## [Given problem]
Transcribe every record that appears below, exactly and in full.

++++ Task input ++++

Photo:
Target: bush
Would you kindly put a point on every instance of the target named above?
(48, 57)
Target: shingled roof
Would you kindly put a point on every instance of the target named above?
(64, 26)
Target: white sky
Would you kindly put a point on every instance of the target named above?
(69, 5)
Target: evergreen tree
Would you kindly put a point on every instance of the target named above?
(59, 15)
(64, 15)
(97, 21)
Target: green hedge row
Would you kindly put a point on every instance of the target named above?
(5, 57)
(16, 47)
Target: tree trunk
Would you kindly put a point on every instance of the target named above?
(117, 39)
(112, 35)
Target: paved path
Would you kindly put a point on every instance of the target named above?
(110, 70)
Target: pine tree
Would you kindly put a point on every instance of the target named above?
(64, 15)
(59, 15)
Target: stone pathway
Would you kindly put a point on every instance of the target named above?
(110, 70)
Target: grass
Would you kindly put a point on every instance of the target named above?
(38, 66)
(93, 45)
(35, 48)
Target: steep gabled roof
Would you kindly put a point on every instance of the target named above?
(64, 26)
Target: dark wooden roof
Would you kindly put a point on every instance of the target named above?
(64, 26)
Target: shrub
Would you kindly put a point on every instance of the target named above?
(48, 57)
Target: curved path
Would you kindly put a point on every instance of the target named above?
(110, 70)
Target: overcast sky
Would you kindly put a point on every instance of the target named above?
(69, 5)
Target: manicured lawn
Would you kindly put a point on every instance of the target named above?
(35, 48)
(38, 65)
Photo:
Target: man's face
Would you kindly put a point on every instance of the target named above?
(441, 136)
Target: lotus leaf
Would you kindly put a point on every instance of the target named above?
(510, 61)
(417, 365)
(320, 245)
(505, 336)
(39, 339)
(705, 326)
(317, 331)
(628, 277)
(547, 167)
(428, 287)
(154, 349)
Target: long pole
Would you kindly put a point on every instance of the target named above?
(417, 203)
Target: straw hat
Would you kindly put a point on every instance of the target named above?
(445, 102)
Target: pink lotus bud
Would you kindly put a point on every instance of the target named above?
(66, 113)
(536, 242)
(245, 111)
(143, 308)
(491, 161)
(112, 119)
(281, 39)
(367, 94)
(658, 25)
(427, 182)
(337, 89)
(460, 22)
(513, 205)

++++

## [Output below]
Photo:
Target: bush
Would you kindly put a point on every instance of the target named above?
(48, 57)
Target: shingled roof
Would you kindly put a point on every instance of the target named above?
(64, 26)
Target: white sky
Would you kindly put a point on every instance of the target named above?
(69, 5)
Target: evergreen tree
Would you kindly put a point on every instance of the target named above?
(59, 15)
(64, 15)
(97, 21)
Target: green hedge row
Would you kindly put a point on every instance of the target named above?
(5, 57)
(16, 47)
Target: tree trunk
Would you kindly put a point on every instance of the target named above?
(117, 39)
(112, 35)
Target: paved path
Would you kindly put a point on every instance of the target named above?
(110, 70)
Target: pine tree
Would you kindly put a point on every instance of the target named above?
(64, 15)
(59, 15)
Target: stone pathway
Would you kindly put a point on every instance of the target named above?
(110, 70)
Target: grass
Would you kindly put a point on every instance of the target named above?
(38, 66)
(93, 45)
(35, 48)
Target: steep gabled roof
Would you kindly put a point on every instance of the target named above?
(64, 26)
Target: dark wooden roof
Would you kindly put a point on every instance of the target named above?
(64, 26)
Target: shrub
Would you kindly put a point on every instance of the target named above?
(48, 57)
Target: curved path
Would you kindly put a point on every instance of the target named above?
(110, 70)
Target: overcast sky
Would you kindly put a point on every instance of the target named above?
(69, 5)
Target: manicured lawn
Would you kindly put a point on every instance of the target named above?
(35, 48)
(38, 65)
Photo:
Target: man's face
Would you kindly put a point on every instance of the target named above?
(441, 136)
Target: lotus leaf
Would you kindly put a point on every instance of the target named above?
(510, 61)
(417, 365)
(320, 245)
(505, 336)
(39, 339)
(705, 326)
(317, 331)
(628, 277)
(547, 167)
(428, 287)
(154, 349)
Target: long pole
Would you kindly put a point on every instance of the target named above?
(417, 203)
Target: straw hat
Would you kindly put a point on every instance of the target named above?
(445, 102)
Target: pink lotus bud
Would you kindly put a point on every instance of the target named above?
(66, 113)
(536, 242)
(245, 111)
(143, 308)
(491, 161)
(112, 119)
(281, 39)
(367, 94)
(658, 25)
(427, 182)
(337, 89)
(460, 22)
(513, 205)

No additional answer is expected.